▶ **Text provided**:
Just before the end credits roll, we see a real train trip and watch Robert Mitchum take off on his new life adventure, but not alone. Just as at the beginning, the camera pulls back and the train cleverly becomes a toy again on a new train setup with tiny palm trees of his California destination. It’s like “Holiday Affair Meets Gumby.”

By the way, this film was released on Christmas Eve, 1949. In this previous post, we covered how most Christmas-themed movies were not released during the holiday at all.

Thanks for shopping with me this week. And for carrying the packages. You can put them down, now. For those who celebrate Christmas, I wish you a peaceful and pleasant holiday.

For all readers of this blog, I have a gift (should you choose to accept it, as they used to say on “Mission Impossible”). For today only you can order my novel “Meet Me in Nuthatch” FREE from Smashwords. This is an ebook, which can be downloaded to any ebook reader in different formats, and can also be downloaded to your computer and read on your computer without needing any Kindle or Nook or other ereader. When you go through the checkout, put in this coupon code: JQ29S -- and your book will be free.

Merry Christmas.

▶ **Entries shown**:
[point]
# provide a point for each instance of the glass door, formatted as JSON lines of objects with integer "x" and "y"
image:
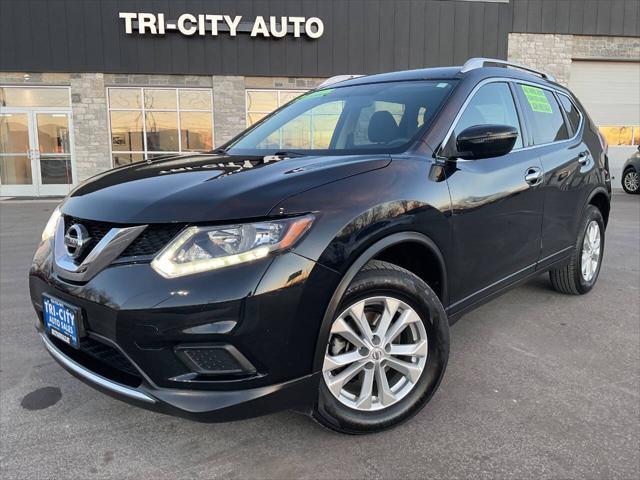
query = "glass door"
{"x": 53, "y": 152}
{"x": 17, "y": 155}
{"x": 35, "y": 153}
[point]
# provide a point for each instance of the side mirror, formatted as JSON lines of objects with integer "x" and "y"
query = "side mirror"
{"x": 484, "y": 141}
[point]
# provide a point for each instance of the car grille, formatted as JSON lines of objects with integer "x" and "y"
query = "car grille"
{"x": 148, "y": 243}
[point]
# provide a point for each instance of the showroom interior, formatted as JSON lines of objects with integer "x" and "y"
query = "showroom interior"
{"x": 95, "y": 85}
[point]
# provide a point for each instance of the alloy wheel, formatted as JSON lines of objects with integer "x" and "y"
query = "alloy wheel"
{"x": 632, "y": 181}
{"x": 591, "y": 251}
{"x": 376, "y": 354}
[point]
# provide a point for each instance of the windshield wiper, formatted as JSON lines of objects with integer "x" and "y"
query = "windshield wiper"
{"x": 289, "y": 154}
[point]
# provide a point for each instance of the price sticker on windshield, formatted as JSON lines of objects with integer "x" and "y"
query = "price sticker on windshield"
{"x": 538, "y": 101}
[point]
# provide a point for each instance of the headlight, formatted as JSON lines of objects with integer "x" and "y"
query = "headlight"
{"x": 50, "y": 228}
{"x": 198, "y": 249}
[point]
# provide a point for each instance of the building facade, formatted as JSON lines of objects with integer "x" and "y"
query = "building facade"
{"x": 92, "y": 85}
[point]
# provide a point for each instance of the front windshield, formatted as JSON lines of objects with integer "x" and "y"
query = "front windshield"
{"x": 374, "y": 118}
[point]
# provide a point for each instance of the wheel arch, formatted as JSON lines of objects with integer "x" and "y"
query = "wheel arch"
{"x": 374, "y": 251}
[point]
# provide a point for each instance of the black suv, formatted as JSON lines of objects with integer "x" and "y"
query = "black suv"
{"x": 317, "y": 260}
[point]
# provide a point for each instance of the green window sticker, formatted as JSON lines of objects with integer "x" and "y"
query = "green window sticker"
{"x": 537, "y": 99}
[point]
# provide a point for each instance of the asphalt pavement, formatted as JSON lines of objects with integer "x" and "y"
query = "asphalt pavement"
{"x": 539, "y": 385}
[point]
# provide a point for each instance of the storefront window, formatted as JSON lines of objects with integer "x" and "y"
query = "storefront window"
{"x": 260, "y": 103}
{"x": 621, "y": 135}
{"x": 34, "y": 97}
{"x": 149, "y": 122}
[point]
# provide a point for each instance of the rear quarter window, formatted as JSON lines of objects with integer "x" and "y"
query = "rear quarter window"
{"x": 570, "y": 110}
{"x": 545, "y": 118}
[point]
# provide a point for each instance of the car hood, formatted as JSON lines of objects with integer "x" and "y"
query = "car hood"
{"x": 207, "y": 188}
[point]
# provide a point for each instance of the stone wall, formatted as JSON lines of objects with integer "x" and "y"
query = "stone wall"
{"x": 90, "y": 124}
{"x": 548, "y": 52}
{"x": 554, "y": 53}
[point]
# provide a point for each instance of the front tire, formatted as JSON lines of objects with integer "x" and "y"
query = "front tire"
{"x": 580, "y": 273}
{"x": 386, "y": 353}
{"x": 631, "y": 181}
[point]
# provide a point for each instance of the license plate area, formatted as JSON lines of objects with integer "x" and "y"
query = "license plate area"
{"x": 62, "y": 320}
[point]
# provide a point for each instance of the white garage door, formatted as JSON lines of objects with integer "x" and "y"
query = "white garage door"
{"x": 610, "y": 91}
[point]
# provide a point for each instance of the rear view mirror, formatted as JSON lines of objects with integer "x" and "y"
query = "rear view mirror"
{"x": 484, "y": 141}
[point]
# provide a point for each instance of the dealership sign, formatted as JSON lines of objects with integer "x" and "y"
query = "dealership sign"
{"x": 214, "y": 25}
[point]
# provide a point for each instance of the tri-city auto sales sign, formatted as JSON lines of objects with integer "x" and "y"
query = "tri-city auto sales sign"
{"x": 214, "y": 25}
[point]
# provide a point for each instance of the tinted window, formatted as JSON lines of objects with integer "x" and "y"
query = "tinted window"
{"x": 379, "y": 117}
{"x": 547, "y": 122}
{"x": 570, "y": 109}
{"x": 492, "y": 104}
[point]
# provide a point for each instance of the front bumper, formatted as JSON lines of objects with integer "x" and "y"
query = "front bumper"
{"x": 203, "y": 406}
{"x": 269, "y": 310}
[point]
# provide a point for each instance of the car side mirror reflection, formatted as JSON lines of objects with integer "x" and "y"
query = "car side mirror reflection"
{"x": 484, "y": 141}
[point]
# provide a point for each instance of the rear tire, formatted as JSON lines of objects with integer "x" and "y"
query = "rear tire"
{"x": 387, "y": 312}
{"x": 631, "y": 181}
{"x": 580, "y": 273}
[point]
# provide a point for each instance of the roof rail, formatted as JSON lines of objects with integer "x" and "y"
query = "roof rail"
{"x": 336, "y": 79}
{"x": 474, "y": 63}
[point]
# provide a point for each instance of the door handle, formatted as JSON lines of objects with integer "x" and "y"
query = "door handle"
{"x": 533, "y": 175}
{"x": 583, "y": 157}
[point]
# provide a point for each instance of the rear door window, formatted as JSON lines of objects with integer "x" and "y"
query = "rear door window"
{"x": 545, "y": 118}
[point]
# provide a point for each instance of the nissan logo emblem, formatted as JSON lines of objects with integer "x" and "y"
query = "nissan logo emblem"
{"x": 76, "y": 240}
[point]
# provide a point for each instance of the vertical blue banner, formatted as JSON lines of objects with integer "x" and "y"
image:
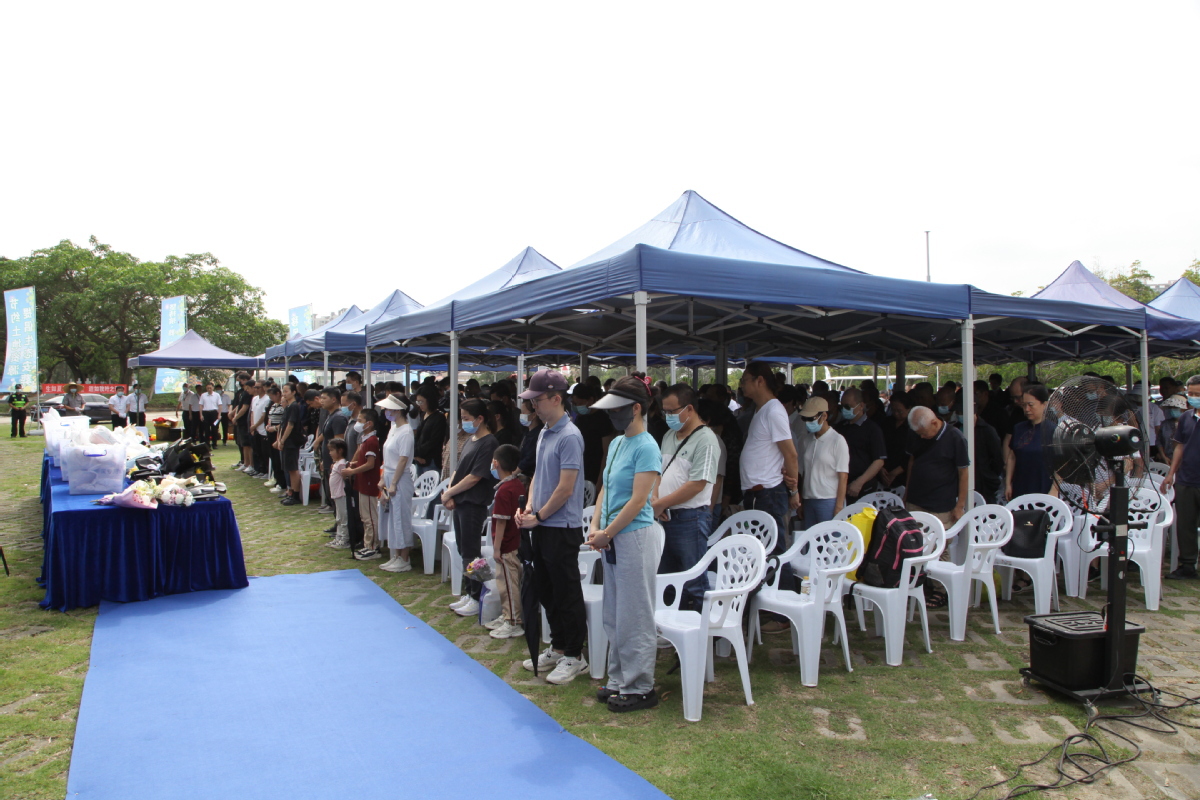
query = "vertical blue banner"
{"x": 172, "y": 326}
{"x": 300, "y": 324}
{"x": 21, "y": 354}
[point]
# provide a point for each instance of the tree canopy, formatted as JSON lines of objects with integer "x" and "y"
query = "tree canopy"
{"x": 97, "y": 306}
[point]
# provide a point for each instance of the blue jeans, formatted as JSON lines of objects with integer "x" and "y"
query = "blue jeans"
{"x": 685, "y": 545}
{"x": 817, "y": 511}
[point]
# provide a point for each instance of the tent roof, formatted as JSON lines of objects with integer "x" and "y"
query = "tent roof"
{"x": 1080, "y": 284}
{"x": 192, "y": 350}
{"x": 1181, "y": 299}
{"x": 527, "y": 264}
{"x": 281, "y": 350}
{"x": 693, "y": 224}
{"x": 759, "y": 310}
{"x": 349, "y": 335}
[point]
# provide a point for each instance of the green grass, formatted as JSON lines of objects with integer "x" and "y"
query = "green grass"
{"x": 933, "y": 726}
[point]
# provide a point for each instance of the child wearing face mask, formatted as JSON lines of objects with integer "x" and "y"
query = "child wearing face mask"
{"x": 505, "y": 540}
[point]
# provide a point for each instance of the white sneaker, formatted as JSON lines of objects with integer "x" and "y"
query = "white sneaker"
{"x": 567, "y": 669}
{"x": 468, "y": 609}
{"x": 550, "y": 657}
{"x": 508, "y": 631}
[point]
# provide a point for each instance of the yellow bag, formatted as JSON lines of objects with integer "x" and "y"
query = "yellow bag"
{"x": 865, "y": 523}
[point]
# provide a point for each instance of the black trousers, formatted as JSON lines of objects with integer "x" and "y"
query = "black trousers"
{"x": 468, "y": 527}
{"x": 556, "y": 560}
{"x": 210, "y": 432}
{"x": 262, "y": 459}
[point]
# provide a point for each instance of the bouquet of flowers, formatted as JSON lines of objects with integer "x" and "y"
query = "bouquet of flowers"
{"x": 138, "y": 494}
{"x": 480, "y": 570}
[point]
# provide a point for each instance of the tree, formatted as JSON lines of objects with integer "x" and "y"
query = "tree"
{"x": 1133, "y": 281}
{"x": 97, "y": 307}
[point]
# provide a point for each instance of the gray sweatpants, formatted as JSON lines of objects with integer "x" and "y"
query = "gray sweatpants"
{"x": 629, "y": 613}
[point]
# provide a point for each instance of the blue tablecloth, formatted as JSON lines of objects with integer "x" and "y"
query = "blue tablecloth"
{"x": 96, "y": 552}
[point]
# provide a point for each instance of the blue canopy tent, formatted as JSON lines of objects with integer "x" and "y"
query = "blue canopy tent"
{"x": 193, "y": 352}
{"x": 1181, "y": 299}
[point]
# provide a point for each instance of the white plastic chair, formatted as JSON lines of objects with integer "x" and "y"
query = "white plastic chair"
{"x": 892, "y": 607}
{"x": 741, "y": 561}
{"x": 834, "y": 548}
{"x": 759, "y": 524}
{"x": 1043, "y": 571}
{"x": 987, "y": 528}
{"x": 1145, "y": 543}
{"x": 427, "y": 491}
{"x": 881, "y": 500}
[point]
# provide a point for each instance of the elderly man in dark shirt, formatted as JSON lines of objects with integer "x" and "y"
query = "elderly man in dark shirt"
{"x": 937, "y": 467}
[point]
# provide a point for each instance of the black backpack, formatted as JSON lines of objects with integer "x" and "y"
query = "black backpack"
{"x": 895, "y": 536}
{"x": 1030, "y": 530}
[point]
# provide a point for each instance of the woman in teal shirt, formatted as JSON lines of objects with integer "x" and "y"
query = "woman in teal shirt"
{"x": 624, "y": 528}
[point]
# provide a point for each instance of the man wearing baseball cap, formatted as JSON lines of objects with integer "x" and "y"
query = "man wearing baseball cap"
{"x": 555, "y": 512}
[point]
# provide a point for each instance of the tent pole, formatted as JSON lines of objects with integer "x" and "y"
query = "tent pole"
{"x": 969, "y": 404}
{"x": 454, "y": 401}
{"x": 721, "y": 362}
{"x": 640, "y": 301}
{"x": 1145, "y": 397}
{"x": 367, "y": 388}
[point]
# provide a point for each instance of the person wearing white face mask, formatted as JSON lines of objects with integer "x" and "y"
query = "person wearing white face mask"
{"x": 864, "y": 438}
{"x": 396, "y": 491}
{"x": 826, "y": 464}
{"x": 683, "y": 498}
{"x": 469, "y": 493}
{"x": 1185, "y": 475}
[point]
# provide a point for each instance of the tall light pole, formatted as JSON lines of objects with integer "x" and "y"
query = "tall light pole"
{"x": 928, "y": 277}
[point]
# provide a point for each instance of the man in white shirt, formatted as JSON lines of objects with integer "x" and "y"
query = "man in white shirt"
{"x": 769, "y": 464}
{"x": 826, "y": 464}
{"x": 210, "y": 413}
{"x": 683, "y": 497}
{"x": 261, "y": 464}
{"x": 119, "y": 407}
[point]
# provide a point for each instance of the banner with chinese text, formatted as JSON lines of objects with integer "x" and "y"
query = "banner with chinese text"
{"x": 21, "y": 354}
{"x": 173, "y": 324}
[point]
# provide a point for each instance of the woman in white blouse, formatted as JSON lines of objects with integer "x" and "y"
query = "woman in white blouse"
{"x": 396, "y": 489}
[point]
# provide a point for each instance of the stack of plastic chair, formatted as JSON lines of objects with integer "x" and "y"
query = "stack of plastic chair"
{"x": 1155, "y": 515}
{"x": 833, "y": 549}
{"x": 893, "y": 607}
{"x": 987, "y": 529}
{"x": 1043, "y": 571}
{"x": 741, "y": 561}
{"x": 426, "y": 492}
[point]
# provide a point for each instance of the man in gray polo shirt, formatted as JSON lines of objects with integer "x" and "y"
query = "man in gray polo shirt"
{"x": 555, "y": 512}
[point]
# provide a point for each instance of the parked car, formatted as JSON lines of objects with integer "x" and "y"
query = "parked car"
{"x": 95, "y": 407}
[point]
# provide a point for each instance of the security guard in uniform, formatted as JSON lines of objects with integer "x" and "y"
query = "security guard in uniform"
{"x": 17, "y": 403}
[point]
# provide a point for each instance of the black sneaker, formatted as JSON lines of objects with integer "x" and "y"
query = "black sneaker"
{"x": 622, "y": 703}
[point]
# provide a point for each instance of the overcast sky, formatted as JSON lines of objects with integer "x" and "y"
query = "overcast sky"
{"x": 331, "y": 152}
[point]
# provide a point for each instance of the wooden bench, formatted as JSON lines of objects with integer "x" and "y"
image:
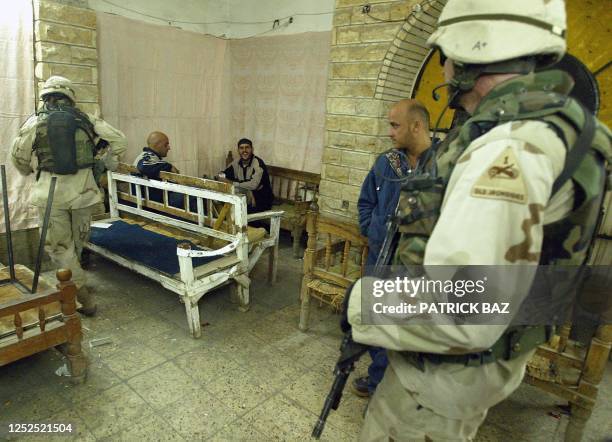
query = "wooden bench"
{"x": 31, "y": 323}
{"x": 293, "y": 192}
{"x": 204, "y": 247}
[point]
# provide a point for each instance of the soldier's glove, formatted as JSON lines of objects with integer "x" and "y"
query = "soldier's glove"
{"x": 110, "y": 161}
{"x": 345, "y": 326}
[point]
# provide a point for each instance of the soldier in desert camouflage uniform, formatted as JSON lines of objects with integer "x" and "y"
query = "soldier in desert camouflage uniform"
{"x": 70, "y": 155}
{"x": 521, "y": 182}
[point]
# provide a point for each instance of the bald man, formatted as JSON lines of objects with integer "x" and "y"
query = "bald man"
{"x": 151, "y": 162}
{"x": 409, "y": 131}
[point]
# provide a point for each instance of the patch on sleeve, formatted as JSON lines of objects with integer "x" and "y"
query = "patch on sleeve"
{"x": 502, "y": 180}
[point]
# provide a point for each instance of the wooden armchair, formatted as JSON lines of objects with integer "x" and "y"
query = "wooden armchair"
{"x": 573, "y": 371}
{"x": 30, "y": 323}
{"x": 294, "y": 191}
{"x": 335, "y": 257}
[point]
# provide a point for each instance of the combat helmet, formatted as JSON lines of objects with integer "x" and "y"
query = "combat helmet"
{"x": 494, "y": 37}
{"x": 58, "y": 85}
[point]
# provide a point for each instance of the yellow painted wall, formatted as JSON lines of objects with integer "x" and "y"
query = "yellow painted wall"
{"x": 589, "y": 39}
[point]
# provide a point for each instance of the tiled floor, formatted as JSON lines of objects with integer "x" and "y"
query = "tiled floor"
{"x": 253, "y": 376}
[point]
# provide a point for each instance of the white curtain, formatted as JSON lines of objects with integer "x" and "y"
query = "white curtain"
{"x": 161, "y": 78}
{"x": 17, "y": 103}
{"x": 278, "y": 97}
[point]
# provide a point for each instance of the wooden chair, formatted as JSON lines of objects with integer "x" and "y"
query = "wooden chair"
{"x": 294, "y": 191}
{"x": 573, "y": 371}
{"x": 335, "y": 257}
{"x": 31, "y": 323}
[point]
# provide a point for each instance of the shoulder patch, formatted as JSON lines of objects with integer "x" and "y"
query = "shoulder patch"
{"x": 502, "y": 180}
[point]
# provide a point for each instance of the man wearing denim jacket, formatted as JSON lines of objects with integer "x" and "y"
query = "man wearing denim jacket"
{"x": 409, "y": 130}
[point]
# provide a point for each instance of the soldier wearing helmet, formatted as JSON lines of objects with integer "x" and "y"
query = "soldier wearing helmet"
{"x": 520, "y": 183}
{"x": 73, "y": 146}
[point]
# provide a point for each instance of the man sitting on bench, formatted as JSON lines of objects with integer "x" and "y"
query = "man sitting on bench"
{"x": 151, "y": 162}
{"x": 250, "y": 174}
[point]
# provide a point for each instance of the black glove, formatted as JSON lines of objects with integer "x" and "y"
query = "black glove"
{"x": 344, "y": 324}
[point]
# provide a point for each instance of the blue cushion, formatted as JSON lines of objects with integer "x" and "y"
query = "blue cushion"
{"x": 152, "y": 249}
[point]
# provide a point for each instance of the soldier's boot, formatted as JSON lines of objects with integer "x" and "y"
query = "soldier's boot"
{"x": 88, "y": 302}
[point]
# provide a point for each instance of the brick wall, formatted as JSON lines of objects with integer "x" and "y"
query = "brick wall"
{"x": 356, "y": 125}
{"x": 65, "y": 44}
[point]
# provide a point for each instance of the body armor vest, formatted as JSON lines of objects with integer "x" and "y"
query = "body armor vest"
{"x": 64, "y": 140}
{"x": 540, "y": 97}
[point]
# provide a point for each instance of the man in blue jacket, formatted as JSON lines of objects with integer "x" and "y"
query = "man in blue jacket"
{"x": 409, "y": 130}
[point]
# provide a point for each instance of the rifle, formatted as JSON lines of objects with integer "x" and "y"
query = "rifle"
{"x": 350, "y": 352}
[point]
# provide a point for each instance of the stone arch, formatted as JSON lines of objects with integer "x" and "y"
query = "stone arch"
{"x": 408, "y": 54}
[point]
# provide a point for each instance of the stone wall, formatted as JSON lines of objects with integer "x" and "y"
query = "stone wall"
{"x": 65, "y": 44}
{"x": 356, "y": 125}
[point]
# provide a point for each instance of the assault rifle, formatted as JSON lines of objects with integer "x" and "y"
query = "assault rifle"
{"x": 350, "y": 352}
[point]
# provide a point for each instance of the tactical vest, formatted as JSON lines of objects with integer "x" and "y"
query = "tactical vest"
{"x": 540, "y": 97}
{"x": 64, "y": 140}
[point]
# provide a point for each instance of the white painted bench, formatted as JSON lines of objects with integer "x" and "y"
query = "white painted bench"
{"x": 217, "y": 230}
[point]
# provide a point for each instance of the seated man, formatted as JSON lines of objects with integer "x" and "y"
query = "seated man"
{"x": 250, "y": 174}
{"x": 151, "y": 162}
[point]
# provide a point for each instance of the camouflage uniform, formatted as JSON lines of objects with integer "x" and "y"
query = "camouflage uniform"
{"x": 75, "y": 195}
{"x": 493, "y": 206}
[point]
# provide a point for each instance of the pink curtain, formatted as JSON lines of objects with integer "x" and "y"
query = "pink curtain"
{"x": 162, "y": 78}
{"x": 278, "y": 89}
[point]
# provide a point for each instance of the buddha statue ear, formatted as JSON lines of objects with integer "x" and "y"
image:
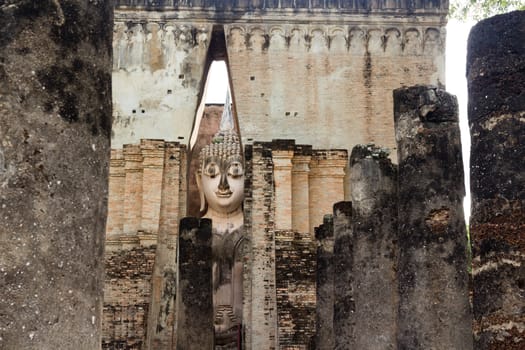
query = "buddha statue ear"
{"x": 201, "y": 193}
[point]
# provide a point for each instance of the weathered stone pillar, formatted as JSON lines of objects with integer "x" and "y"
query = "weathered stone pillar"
{"x": 282, "y": 154}
{"x": 300, "y": 198}
{"x": 326, "y": 183}
{"x": 161, "y": 318}
{"x": 194, "y": 304}
{"x": 496, "y": 77}
{"x": 434, "y": 310}
{"x": 262, "y": 325}
{"x": 55, "y": 107}
{"x": 374, "y": 217}
{"x": 152, "y": 152}
{"x": 133, "y": 189}
{"x": 117, "y": 182}
{"x": 344, "y": 305}
{"x": 324, "y": 234}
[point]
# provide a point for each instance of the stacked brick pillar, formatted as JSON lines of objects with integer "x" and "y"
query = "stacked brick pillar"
{"x": 496, "y": 77}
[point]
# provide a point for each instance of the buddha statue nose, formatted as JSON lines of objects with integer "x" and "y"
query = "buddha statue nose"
{"x": 223, "y": 184}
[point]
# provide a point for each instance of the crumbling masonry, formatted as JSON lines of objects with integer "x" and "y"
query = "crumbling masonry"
{"x": 340, "y": 251}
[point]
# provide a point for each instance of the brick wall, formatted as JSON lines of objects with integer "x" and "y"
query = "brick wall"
{"x": 295, "y": 266}
{"x": 127, "y": 297}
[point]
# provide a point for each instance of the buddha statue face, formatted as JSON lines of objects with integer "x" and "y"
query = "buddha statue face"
{"x": 222, "y": 182}
{"x": 221, "y": 175}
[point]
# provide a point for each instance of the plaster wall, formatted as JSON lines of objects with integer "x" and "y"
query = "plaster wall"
{"x": 329, "y": 85}
{"x": 157, "y": 79}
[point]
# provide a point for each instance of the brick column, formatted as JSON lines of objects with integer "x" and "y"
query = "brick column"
{"x": 161, "y": 317}
{"x": 152, "y": 152}
{"x": 117, "y": 182}
{"x": 434, "y": 309}
{"x": 282, "y": 154}
{"x": 496, "y": 77}
{"x": 133, "y": 189}
{"x": 326, "y": 183}
{"x": 195, "y": 306}
{"x": 300, "y": 192}
{"x": 263, "y": 323}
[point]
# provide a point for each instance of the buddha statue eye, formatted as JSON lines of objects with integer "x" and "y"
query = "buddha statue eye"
{"x": 211, "y": 170}
{"x": 235, "y": 170}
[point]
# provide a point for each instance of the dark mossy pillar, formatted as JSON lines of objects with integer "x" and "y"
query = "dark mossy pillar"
{"x": 324, "y": 235}
{"x": 195, "y": 294}
{"x": 344, "y": 306}
{"x": 434, "y": 310}
{"x": 55, "y": 107}
{"x": 496, "y": 80}
{"x": 374, "y": 217}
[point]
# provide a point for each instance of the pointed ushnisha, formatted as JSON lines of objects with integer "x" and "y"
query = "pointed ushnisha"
{"x": 225, "y": 142}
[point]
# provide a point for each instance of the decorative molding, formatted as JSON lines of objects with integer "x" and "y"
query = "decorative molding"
{"x": 357, "y": 40}
{"x": 359, "y": 6}
{"x": 135, "y": 42}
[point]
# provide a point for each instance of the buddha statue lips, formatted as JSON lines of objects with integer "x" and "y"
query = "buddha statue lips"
{"x": 222, "y": 183}
{"x": 223, "y": 194}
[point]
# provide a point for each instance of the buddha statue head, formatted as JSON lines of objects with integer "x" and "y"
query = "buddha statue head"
{"x": 221, "y": 172}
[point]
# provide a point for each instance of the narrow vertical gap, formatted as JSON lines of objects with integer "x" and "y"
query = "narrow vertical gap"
{"x": 207, "y": 118}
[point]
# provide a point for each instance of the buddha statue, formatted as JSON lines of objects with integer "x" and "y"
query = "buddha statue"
{"x": 221, "y": 185}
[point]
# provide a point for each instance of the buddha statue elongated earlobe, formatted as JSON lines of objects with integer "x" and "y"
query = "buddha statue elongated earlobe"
{"x": 201, "y": 192}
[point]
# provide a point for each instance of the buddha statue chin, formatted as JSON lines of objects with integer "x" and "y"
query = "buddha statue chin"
{"x": 221, "y": 184}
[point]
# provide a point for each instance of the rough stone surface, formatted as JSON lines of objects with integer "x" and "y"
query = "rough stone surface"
{"x": 434, "y": 309}
{"x": 496, "y": 79}
{"x": 55, "y": 102}
{"x": 194, "y": 302}
{"x": 375, "y": 251}
{"x": 344, "y": 304}
{"x": 324, "y": 322}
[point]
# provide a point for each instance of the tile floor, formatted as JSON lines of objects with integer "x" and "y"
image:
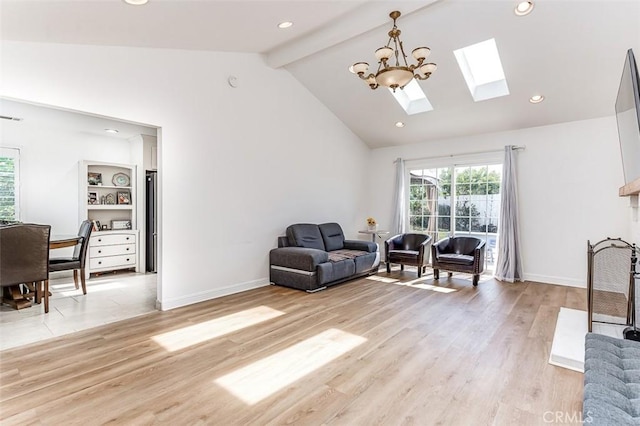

▶ **Requirement**:
Pick up the blog post about the 1949 Christmas film after its final sentence and carry it on. The lines can be set aside, since nothing here depends on them.

▶ **Answer for the task**:
Monday, December 20, 2010

The Shop Around the Corner - 1940

The Shop Around the Corner (1940) nostalgically shows us the finely delineated everyday moments that are more trying, require more patience and courage, give more delight and a bigger emotional rush than even the most hectic modern countdown to Christmas. Reportedly director Ernst Lubitsch’s favorite film, it is no one wonder, for there is so much of his personally constructed Gemütlichkeit. It begins with the lilting, breezy dance orchestra music we hear at the opening and closing credits.

We’re going shopping this week with a look at the commercial aspect (though incidental) of Christmas as seen through this film, and on Thursday, with Holiday Affair (1949) here.

There are so many charming aspects to The Shop Around the Corner, most especially that the minor character actors play major roles, including many beautiful solo moments that complement the major stars here: Margaret Sullavan and James Stewart.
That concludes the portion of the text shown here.